* **Requirements**
Count the lines in the items below that contain the string "full", matching case exactly. Give only the number.

* **Record set**

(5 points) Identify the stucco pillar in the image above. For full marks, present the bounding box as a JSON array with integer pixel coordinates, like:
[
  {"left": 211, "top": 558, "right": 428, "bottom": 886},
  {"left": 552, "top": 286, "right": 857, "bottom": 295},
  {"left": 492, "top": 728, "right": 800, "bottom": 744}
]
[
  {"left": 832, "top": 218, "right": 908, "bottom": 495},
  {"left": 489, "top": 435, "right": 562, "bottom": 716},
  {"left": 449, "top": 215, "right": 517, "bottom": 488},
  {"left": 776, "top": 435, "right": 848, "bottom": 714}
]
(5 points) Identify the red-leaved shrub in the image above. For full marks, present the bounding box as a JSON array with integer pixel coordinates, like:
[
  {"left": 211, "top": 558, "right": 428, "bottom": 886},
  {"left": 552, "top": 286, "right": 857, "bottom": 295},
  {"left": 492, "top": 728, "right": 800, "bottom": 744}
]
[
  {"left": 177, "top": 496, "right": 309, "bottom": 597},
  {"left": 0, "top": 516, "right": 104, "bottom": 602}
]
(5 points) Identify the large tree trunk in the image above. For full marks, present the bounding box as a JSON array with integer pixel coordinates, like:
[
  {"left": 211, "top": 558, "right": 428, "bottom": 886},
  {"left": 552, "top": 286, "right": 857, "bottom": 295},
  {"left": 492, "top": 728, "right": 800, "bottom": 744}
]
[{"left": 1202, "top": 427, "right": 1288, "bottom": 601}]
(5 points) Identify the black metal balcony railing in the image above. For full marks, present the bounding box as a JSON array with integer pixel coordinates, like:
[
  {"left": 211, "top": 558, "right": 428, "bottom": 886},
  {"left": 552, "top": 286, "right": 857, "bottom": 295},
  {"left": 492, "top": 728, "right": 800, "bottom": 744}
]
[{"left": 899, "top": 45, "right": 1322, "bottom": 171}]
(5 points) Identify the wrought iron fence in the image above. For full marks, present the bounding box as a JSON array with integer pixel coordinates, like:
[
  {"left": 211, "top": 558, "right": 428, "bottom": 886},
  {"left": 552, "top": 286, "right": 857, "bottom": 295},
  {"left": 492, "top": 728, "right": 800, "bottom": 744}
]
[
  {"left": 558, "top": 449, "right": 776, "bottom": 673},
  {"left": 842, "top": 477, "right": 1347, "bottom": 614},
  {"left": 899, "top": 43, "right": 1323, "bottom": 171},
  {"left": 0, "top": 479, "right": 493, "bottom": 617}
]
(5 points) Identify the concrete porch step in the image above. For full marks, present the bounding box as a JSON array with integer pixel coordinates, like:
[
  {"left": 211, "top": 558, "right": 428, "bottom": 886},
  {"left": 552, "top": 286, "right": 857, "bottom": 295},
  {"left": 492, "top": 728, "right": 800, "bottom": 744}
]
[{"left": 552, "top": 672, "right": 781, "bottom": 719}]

* **Exercise result**
6